▸ **ОБЯЗАТЕЛЬНЫЕ ЗАДАНИЯ**
**a.** Какие государства, признавшие себя вассалами Рима, названы в тексте о замыслах Пьера Дюбуа?
**b.** Допишите, что идёт дальше в тексте о замыслах Пьера Дюбуа, начиная сразу после его последней фразы.

▸ **ИСТОЧНИК**
Он имел в виду создание не простых колоний на Святой Земле, поселенцы, по его мысли, должны были получить образование, предполагавшее знание не только латыни, но и восточных языков. В технические детали самого крестового похода Пьер Дюбуа не входил, ибо был всего лишь адвокатом, покинувшим родной город Кутанс, чтобы поучиться в Париже. Он не видел иного пути движения крестоносцев, чем старый путь через Альпы и Венгрию, по которому некогда шел Готфрид Бульонский, но зато в его голове созрел план создания новой будущей армии, армии римского образца, разбитой на центурии и когорты под единым командованием. Это была полная противоположность старой феодальной военной организации, когда каждый сеньор командовал своим отрядом, который он сам набирал и снаряжал. В нем жила мечта о Риме, Древнем Риме с легионами и консулами, мечта о всемирной империи, которая от поколения к поколению стала глубже запечатлеваться в человеческой мысли и нравах. И разве не оказалась она однажды воплощенной в личности Наполеона, высадившегося на побережье Египта?
План крестового похода был довольно туманным, и он служил легисту, душой и телом преданному культу государства, как и многие другие в его время, поводом для грандиозных фантазий. Чтобы обеспечить мир в Европе, нужно собрать своего рода «Генеральный Совет народов Европы». Как не вспомнить при этом современное содружество наций и ООН. Возглавлять этот совет должен был король Франции, которому отводилась роль вселенского монарха, способного возродить античную Римскую державу. С этой целью его брата Карла Валуа следовало женить на наследнице латинских императоров Константинополя и [282] помочь ему отвоевать его владения, дабы суверенная власть на латинском Востоке дополняла власть короля Франции в Европе, которому, в свою очередь, следовало бы передать все светские полномочия римского папы, дабы он правил, нося титул римского сенатора. Так Пьер Дюбуа предполагал восстановить двойную империю, империю на Западе и империю на Востоке. Франция, взяв на себя могущество Святого престола, была бы естественным сеньором государств, признавших себя вассалами Рима, то есть Англии, Сицилии, Арагона и далекой Венгрии. Оставалось бы только установить ее суверенитет над германской империей и Кастилией, но этот вопрос не затруднял легиста, и он полагал, что это можно сделать с помощью искусно проведенных переговоров. Наконец, он предлагал ликвидировать церковную собственность, а духовенству выдавать жалованье.

▸ **ИСХОДНЫЕ МАТЕРИАЛЫ**

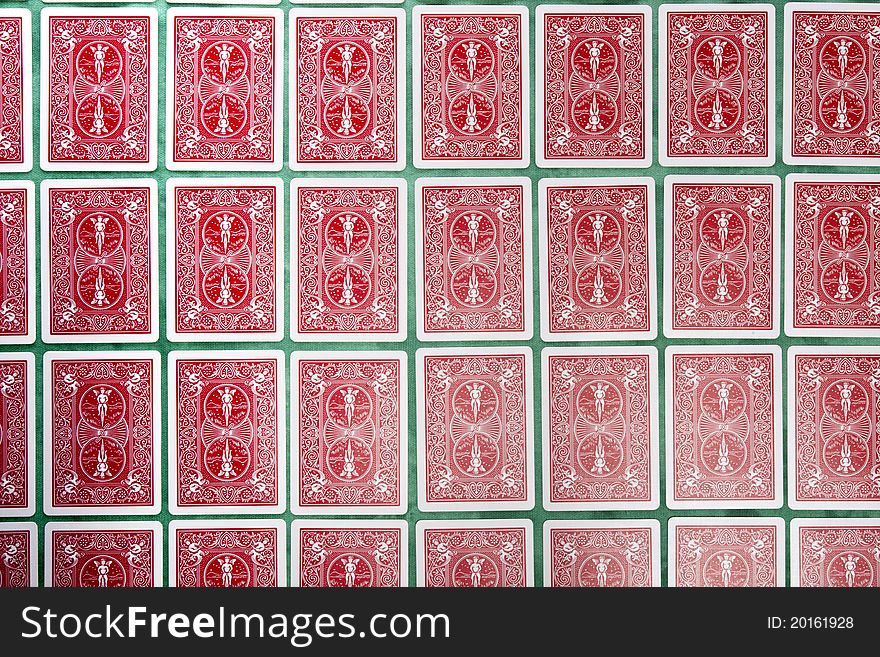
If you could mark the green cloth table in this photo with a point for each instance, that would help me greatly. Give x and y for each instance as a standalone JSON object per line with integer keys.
{"x": 537, "y": 515}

▸ **ОТВЕТЫ ПО ЗАДАНИЯМ**
**a.** Англия, Сицилия, Арагон и Венгрия.

**b.**
Хотя идея крестового похода как бы тонула в этом проекте, характерно, что Пьер Дюбуа предначертал в нем основные линии будущей политики Филиппа Красивого, к которой он был непосредственно причастен. После ареста тамплиеров именно он написал несколько пропагандистских сочинений, как лжепрошение народа королю с обвинением папы в затягивании их процесса или прокламация, объявлявшая короля Франции истинным защитником веры, имеющим право карать за ересь. Таким образом, под пером Пьера Дюбуа идея крестового похода стала лишь поводом для разработки проекта всемирной монархии по римскому образцу.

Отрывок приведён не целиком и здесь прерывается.